## Records

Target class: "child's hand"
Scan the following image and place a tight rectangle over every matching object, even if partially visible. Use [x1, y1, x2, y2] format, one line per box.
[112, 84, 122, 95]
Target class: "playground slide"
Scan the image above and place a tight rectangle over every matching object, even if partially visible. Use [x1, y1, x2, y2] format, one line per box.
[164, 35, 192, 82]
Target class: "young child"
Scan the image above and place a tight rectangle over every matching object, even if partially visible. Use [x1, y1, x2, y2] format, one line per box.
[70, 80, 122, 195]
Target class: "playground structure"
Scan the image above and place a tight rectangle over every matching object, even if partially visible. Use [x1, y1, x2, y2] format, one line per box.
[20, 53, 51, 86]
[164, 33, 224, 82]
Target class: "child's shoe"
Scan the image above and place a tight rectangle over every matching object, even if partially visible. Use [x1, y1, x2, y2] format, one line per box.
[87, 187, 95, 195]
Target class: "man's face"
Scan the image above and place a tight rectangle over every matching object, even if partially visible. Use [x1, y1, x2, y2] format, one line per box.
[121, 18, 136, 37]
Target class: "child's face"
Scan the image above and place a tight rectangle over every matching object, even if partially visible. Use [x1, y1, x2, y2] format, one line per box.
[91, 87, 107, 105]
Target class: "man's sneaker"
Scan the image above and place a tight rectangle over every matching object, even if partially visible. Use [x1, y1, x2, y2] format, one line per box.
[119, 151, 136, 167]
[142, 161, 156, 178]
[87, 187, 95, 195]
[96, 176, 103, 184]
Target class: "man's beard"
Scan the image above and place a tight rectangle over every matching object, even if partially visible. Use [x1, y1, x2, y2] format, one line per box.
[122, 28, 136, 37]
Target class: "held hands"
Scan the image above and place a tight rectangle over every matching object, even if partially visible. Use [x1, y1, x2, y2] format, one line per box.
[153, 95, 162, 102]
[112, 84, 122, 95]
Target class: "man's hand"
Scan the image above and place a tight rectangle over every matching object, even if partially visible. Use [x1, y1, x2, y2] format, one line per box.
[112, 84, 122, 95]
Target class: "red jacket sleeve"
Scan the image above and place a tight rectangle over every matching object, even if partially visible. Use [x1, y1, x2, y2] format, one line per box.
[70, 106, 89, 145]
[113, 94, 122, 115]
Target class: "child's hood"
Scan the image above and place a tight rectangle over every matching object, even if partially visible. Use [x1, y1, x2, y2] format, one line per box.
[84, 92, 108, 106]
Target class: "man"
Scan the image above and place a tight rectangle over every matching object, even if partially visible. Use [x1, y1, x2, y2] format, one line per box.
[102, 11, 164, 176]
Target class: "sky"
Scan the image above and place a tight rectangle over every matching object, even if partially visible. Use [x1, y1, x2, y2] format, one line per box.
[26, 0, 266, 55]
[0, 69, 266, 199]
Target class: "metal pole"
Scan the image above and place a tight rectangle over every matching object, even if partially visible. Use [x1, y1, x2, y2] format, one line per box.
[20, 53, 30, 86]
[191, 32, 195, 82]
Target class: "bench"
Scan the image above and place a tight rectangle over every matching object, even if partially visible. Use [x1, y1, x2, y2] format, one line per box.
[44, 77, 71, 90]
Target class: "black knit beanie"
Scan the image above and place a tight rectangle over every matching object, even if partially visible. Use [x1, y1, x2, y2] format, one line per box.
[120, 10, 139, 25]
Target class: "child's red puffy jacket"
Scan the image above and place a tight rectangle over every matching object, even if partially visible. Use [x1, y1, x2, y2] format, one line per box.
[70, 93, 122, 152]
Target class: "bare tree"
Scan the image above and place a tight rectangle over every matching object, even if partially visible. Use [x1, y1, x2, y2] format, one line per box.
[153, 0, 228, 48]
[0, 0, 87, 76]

## Instructions to follow
Every record shown above should be written out again exactly.

## Full response
Target class: "child's hand"
Scan the following image and place a tight rectangle over every matching object, even if partially visible. Use [x1, y1, x2, y2] format, one line per box.
[112, 84, 122, 95]
Target class: "playground slide"
Scan the image above and place a tight rectangle over every matching object, even if partially visible. Use [x1, y1, x2, y2] format, one line per box.
[164, 35, 192, 82]
Target class: "young child"
Scan the image above and place a tight rectangle over every matching object, even if partially visible. Use [x1, y1, x2, y2] format, one line per box.
[70, 80, 122, 195]
Target class: "playground structure"
Scan the image above and place a tight rectangle over every matching object, even if partially visible. Use [x1, y1, x2, y2] format, one line per box.
[20, 53, 51, 86]
[164, 33, 224, 82]
Target class: "child's shoe"
Scan the image above and place a tight rectangle over every matching object, even if partially visible. Use [x1, y1, x2, y2] format, one line per box.
[87, 187, 95, 195]
Target class: "man's face"
Scan the image above and place a tight rectangle over every matching object, even if partially visible. Use [x1, y1, x2, y2] format, one line per box.
[121, 18, 136, 37]
Target class: "child's face"
Scan the image above and place a tight rectangle over every matching object, even if partially visible. Use [x1, y1, x2, y2] format, one line per box.
[91, 87, 107, 105]
Target class: "man's sneaker"
Scan the image above and place a tight rectangle over every matching object, even if partially visible. Use [x1, y1, x2, y2] format, one line per box.
[119, 151, 136, 167]
[142, 161, 156, 178]
[87, 187, 95, 195]
[96, 176, 103, 184]
Target class: "man's beard"
Scan the image above and place a tight rectangle over every matching object, even if partially visible. Use [x1, y1, x2, y2] format, one line per box.
[122, 28, 136, 37]
Target class: "held hands"
Scan the image above and place a tight rectangle over every matching object, even if partially visible. Use [x1, y1, x2, y2] format, one line per box.
[153, 95, 162, 102]
[112, 84, 122, 95]
Target class: "man's hand"
Scan the image above and place a tight rectangle over every matching object, even if partially visible. Use [x1, y1, x2, y2] format, one line per box.
[112, 84, 122, 95]
Target class: "red jacket sleeve"
Scan the image above and place a tight rectangle over every matching object, even if partially visible. Use [x1, y1, x2, y2] format, one line per box.
[70, 106, 89, 145]
[113, 94, 122, 115]
Target class: "child's hood"
Scan the image above and place a tight rectangle over every matching object, even if partially visible. Use [x1, y1, x2, y2] format, one line per box.
[84, 92, 108, 106]
Target class: "man"
Scan the image above and place a tight rectangle over every matching object, even if partially visible. Use [x1, y1, x2, y2] format, one line per box.
[102, 11, 164, 176]
Target class: "sky"
Scan the image above and place a tight rectangle over every matching object, even if partially visible. Use [x1, y1, x2, y2] format, one line per box.
[26, 0, 266, 55]
[0, 69, 266, 199]
Target class: "metal pole"
Scan the image above and place a tight rectangle over every matching object, even if partially visible. Use [x1, y1, x2, y2] format, one line per box.
[20, 53, 30, 86]
[191, 32, 195, 82]
Target class: "bench"
Scan the image above and place a tight rectangle over every matching object, even if partially visible. Use [x1, y1, x2, y2] format, one line per box.
[44, 77, 71, 90]
Target class: "black knit beanie"
Scan the image above and place a tight rectangle over every matching object, even if partially visible. Use [x1, y1, x2, y2] format, one line per box.
[120, 10, 139, 25]
Target class: "child's red puffy jacket"
Scan the image above and place a tight rectangle over every matching object, even if partially visible. Use [x1, y1, x2, y2] format, one line per box.
[70, 93, 122, 152]
Target class: "bare tree"
Scan the image above and place a tight rectangle over every matching object, even if partially visible. Use [x1, y1, x2, y2] format, one line per box.
[153, 0, 228, 48]
[0, 0, 87, 76]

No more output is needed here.